BRANO DA LEGGERE —
Questo è un libro assolutamente affascinante. Si legge come un romanzo, cosa davvero sorprendente. È completamente diverso dai “Principia Mathematica” di Newton, che risultano quasi insopportabili. Questo libro è molto semplice da leggere, almeno nella versione francese. Non so nulla della versione inglese, ma sospetto che esistano buone traduzioni. Con molta chiarezza e semplicità, Claude Bernard spiega e fornisce numerosi indizi riguardo alla scienza e al metodo scientifico. È qualcosa di profondamente illuminante per le supply chain.

A proposito, nonostante il titolo di questo libro, che sembra essere incentrato in modo molto marcato sulla medicina, la maggior parte di ciò che Claude Bernard descrisse non è affatto specifico alla medicina. Questo libro ha avuto un’influenza profonda su molte altre discipline ben oltre la medicina. Per capire perché, dobbiamo comprendere che nel XIX secolo Claude Bernard si trovava ad affrontare oppositori completamente contrari all’idea che la medicina dovesse, almeno in parte, diventare una scienza. Infatti, lo studio della medicina si trova ad affrontare due sfide fondamentali, che credo siano di primaria rilevanza anche per le supply chain.

La prima sfida è che gli esseri viventi sono incredibilmente e irriducibilmente complessi. Se hai un organismo vivente, non puoi semplicemente applicare una sorta di approccio divide-et-impera; non puoi smontare l’oggetto per studiarlo perché, in tal caso, uccidi l’essere vivente e ti ritrovi con qualcosa che non è più vivo. Questo perde completamente di vista l’obiettivo dello studio. Questa complessità irriducibile e il fatto di avere qualcosa di super complesso che non può essere facilmente smontato valgono anche per le supply chain. Se hai una supply chain composta da fornitori, impianti, magazzini, centri di distribuzione e negozi, e se rimuovi uno qualsiasi di questi elementi, la supply chain non funziona più, e addirittura non ha più senso. Non puoi nemmeno studiarla come una supply chain. Quindi, abbiamo questo tipo di complessità irriducibile che si applica in modo significativo anche alle supply chain.

La seconda grande sfida è che un essere vivente è essenzialmente un sistema intrecciato. Se inizi a fare una piccola modifica locale, probabilmente essa avrà impatti sull’intero organismo. Per esempio, puoi fare un’iniezione di veleno molto localizzata, ma ciò avrà un impatto su tutto l’organismo, non solo sul punto in cui hai effettivamente iniettato il veleno. Questo risuona molto anche con le supply chain perché, come ho descritto in una mia precedente lezione, la maggior parte delle ottimizzazioni locali in una supply chain spostano semplicemente il problema in qualche altra parte della rete. Quindi, abbiamo questi due problemi, e all’epoca Claude Bernard si trovava ad affrontare oppositori che sostenevano fondamentalmente che la medicina, a causa di queste problematiche, è irriducibile e non può essere ridotta a qualcosa di volgare come una scienza. Claude Bernard, insieme a molte altre persone e ai suoi seguaci, ha dimostrato che questa prospettiva era completamente sbagliata. Tuttavia, è interessante notare che questa sfida esiste ancora, e credo che anche un secolo e mezzo dopo, siamo ancora in questa fase per quanto riguarda le supply chain.

Voci memorizzate da una raccolta

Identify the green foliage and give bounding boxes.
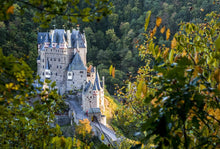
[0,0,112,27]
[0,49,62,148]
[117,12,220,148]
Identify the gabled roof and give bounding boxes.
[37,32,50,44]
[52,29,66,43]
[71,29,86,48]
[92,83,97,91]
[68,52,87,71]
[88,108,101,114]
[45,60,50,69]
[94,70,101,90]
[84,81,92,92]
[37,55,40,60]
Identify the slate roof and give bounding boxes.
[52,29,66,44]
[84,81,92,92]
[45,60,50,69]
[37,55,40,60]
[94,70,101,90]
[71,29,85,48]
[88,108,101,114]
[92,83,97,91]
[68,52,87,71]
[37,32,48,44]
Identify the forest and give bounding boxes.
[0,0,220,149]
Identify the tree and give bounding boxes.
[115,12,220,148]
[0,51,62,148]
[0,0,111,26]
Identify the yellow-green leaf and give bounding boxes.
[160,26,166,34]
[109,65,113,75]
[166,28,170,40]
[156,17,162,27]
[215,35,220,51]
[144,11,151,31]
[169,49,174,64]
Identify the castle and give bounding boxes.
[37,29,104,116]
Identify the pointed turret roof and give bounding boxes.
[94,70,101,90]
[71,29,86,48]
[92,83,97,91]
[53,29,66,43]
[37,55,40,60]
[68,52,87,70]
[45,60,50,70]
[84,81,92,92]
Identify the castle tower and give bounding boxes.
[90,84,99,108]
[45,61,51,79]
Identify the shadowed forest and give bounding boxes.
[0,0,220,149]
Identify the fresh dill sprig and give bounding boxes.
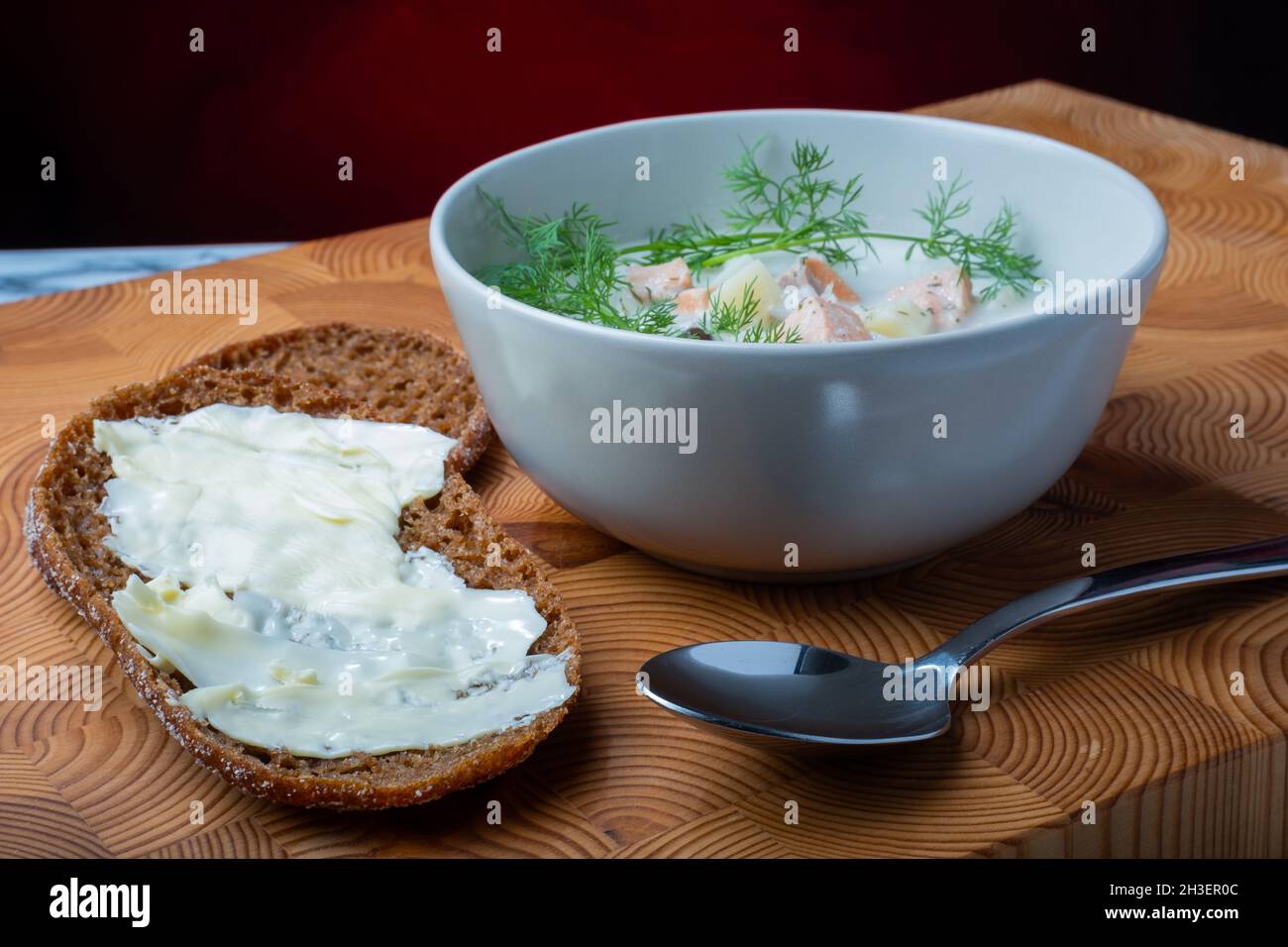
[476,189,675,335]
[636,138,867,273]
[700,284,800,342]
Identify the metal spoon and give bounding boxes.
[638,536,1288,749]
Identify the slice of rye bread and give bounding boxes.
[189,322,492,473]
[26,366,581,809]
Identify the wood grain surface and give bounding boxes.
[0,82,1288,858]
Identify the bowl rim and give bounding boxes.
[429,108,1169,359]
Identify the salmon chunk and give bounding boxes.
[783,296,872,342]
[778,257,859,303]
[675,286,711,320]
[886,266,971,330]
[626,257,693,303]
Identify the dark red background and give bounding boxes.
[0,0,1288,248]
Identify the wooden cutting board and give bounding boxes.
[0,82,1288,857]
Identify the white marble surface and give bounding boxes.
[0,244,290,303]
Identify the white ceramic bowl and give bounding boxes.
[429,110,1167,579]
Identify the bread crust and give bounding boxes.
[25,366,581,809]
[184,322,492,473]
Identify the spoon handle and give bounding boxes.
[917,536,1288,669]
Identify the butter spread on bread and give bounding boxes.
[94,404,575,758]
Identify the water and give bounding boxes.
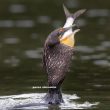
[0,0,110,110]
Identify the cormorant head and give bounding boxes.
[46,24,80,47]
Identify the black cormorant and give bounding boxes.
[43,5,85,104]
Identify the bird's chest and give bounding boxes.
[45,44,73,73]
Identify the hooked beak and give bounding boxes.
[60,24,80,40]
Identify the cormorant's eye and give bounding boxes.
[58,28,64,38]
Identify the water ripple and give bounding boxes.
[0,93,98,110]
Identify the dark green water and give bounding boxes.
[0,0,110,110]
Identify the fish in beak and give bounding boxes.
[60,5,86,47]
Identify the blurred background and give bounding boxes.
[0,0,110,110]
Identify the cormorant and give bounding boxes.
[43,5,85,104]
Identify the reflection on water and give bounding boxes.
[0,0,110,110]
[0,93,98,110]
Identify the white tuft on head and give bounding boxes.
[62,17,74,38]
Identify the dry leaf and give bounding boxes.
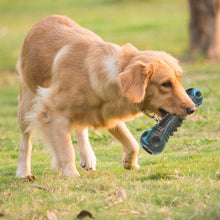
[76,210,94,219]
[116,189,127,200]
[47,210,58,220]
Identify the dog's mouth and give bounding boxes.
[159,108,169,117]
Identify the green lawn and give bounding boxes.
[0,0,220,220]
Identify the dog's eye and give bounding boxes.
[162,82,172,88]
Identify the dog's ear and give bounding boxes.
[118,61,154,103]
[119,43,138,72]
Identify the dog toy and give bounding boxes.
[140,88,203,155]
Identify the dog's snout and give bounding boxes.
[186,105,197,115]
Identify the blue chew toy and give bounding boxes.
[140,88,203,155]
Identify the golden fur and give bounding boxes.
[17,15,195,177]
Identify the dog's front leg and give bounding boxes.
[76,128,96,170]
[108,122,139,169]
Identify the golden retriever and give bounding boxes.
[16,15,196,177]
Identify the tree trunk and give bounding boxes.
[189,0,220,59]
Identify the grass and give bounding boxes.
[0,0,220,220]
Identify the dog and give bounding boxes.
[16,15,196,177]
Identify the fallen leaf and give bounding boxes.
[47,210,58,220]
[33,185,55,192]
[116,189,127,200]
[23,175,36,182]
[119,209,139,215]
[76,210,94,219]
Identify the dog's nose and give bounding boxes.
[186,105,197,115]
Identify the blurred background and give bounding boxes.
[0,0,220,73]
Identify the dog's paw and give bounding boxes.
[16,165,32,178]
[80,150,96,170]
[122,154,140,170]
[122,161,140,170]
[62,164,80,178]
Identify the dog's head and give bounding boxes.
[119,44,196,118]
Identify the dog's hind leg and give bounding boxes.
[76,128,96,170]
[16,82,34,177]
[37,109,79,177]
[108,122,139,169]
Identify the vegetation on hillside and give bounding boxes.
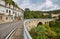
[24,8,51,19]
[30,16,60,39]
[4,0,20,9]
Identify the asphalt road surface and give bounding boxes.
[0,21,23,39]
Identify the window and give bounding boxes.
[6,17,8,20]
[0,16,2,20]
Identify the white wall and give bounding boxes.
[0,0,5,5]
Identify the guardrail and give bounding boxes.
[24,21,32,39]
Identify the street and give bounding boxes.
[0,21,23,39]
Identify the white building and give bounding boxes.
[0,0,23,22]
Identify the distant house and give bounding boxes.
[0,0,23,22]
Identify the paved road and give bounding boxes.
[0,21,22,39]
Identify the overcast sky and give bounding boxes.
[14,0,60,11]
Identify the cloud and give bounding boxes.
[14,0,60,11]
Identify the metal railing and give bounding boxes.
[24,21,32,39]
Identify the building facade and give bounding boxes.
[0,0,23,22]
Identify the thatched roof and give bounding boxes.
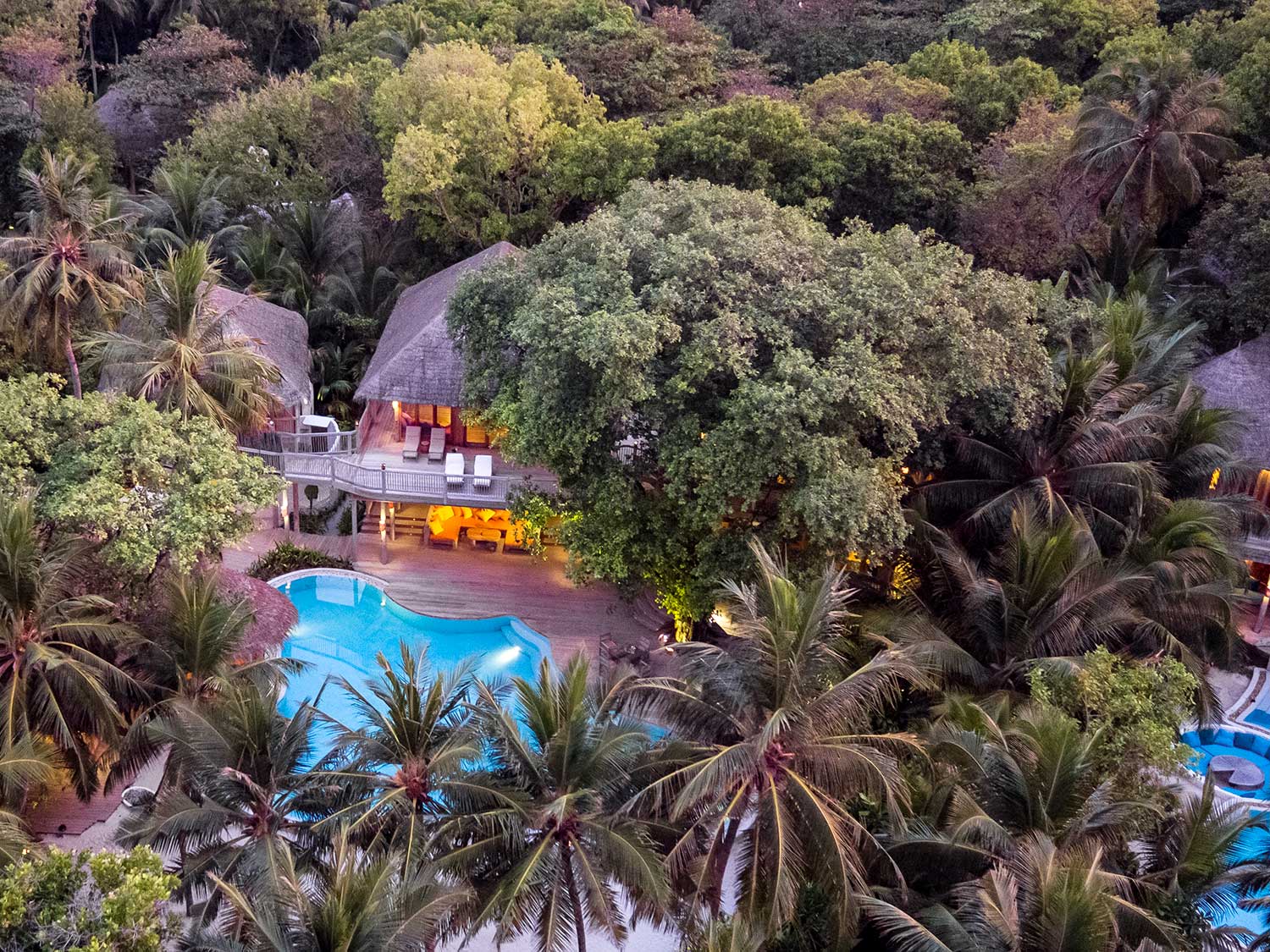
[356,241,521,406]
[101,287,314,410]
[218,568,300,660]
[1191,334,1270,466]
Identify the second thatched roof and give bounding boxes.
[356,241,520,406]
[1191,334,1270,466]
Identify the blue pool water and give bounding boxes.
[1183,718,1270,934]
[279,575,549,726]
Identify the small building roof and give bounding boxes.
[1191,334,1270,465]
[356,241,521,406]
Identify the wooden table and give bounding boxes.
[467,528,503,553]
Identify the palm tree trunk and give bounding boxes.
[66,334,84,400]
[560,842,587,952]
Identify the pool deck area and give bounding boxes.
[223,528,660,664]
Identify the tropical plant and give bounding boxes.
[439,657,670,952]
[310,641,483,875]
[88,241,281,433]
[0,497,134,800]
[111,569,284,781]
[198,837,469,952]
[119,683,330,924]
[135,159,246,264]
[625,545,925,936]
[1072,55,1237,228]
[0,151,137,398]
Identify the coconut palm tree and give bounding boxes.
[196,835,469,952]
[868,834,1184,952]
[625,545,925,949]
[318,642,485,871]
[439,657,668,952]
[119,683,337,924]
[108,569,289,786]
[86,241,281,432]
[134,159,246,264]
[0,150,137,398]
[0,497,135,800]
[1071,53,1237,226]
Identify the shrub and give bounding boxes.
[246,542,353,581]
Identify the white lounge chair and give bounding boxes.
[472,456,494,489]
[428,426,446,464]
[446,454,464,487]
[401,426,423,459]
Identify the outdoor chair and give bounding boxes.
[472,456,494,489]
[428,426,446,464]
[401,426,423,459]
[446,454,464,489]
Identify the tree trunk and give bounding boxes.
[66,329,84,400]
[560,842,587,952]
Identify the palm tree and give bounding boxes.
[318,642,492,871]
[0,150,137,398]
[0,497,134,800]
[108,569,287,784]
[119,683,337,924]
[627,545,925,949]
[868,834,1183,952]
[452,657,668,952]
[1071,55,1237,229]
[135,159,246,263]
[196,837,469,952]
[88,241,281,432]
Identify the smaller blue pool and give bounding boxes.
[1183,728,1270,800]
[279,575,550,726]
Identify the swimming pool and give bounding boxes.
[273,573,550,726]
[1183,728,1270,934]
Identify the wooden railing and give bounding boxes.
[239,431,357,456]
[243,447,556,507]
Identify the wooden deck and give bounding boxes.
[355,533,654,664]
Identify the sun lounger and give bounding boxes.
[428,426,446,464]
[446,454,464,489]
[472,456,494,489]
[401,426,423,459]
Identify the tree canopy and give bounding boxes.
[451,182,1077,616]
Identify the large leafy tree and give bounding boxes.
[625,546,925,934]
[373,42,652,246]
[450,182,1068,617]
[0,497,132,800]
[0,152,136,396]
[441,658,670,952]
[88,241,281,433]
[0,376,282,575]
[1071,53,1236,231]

DA FARE —
**1)** Rispondi a queste domande sul brano su Claude Bernard:
(a) Quale opera di Newton viene definita quasi insopportabile?
(b) Quali componenti di una supply chain vengono elencati?
(c) Con quale esempio si mostra che una modifica locale colpisce l'intero organismo?
**2)** Prolunga il brano su Claude Bernard e le supply chain a partire dall'ultima frase riportata.
Le voci non hanno alcun legame con il brano.

ESITI DEI COMPITI —
**1)**
(a) I "Principia Mathematica".
(b) Fornitori, impianti, magazzini, centri di distribuzione e negozi.
(c) Un'iniezione di veleno molto localizzata, che ha un impatto su tutto l'organismo e non solo sul punto dell'iniezione.

**2)**
Ora, se vogliamo capire cosa porta innanzitutto Claude Bernard, è l’idea degli esperimenti. Nel suo libro, egli propone l’idea che la nostra conoscenza attraversa tre fasi: emozione, ragione ed esperimento. L’idea è che il metodo scientifico inizia con un’emozione, una scintilla di volontà, che ti fornisce una sorta di idea preconcetta sull’universo. Attraverso questa emozione, puoi iniziare a fare qualsiasi cosa, anche se è profondamente irrazionale e priva di qualità scientifiche. Senza ciò, non hai l’impulso iniziale che farà scattare il resto. L’inizializzazione di questo sistema di conoscenza è l’emozione, e poi c’è la ragione. La ragione dà forma, struttura e direzione a questa idea in modo che tu possa iniziare ad agire. A questo punto, hai un’idea, ma non è chiaro se sia vera o falsa. Esiste semplicemente, ma ha una struttura maggiore rispetto alla prima fase, che era solo emozione.

Attraverso la ragione, puoi costruire la prima fase di un esperimento. L’idea è che, grazie alla ragione, metterai alla prova la tua idea. Hai questa idea preconcetta sull’universo, e la metterai in atto attraverso un esperimento che ti permetterà di testarla. La cosa interessante è che devi credere nella tua idea, altrimenti non investirai tutti gli sforzi e il tempo necessari per condurre effettivamente l’esperimento. Il metodo scientifico non è l’eliminazione delle convinzioni preesistenti; non è assolutamente così. Hai bisogno di avere qualcosa che ti guidi, quelle idee preconcette che orienteranno la tua azione.

Poi, conduci l’esperimento, osservi i risultati e lasci che l’osservazione prenda il controllo delle tue idee. Avevi le tue idee preconcette, hai condotto l’esperimento, e una volta terminato, lasci che ciò che hai appena osservato prenda il controllo delle tue idee, e questo costituirà l’istituzione della conoscenza. Una delle idee profonde nella scienza sperimentale è che non esiste conoscenza dentro di noi. Abbiamo emozioni e una capacità innata di ragione, ma tutta la conoscenza da trovare è al di fuori di noi. Anche se ora può sembrare ovvio, durante il XIX secolo non lo era affatto. Per quanto riguarda le supply chain, non è evidente che tutti siano d’accordo con me su questo punto. L’idea di avere una scienza sperimentale riguarda la costruzione e l’estrazione della conoscenza dall’universo, e il passo elementare per farlo è una serie di esperimenti.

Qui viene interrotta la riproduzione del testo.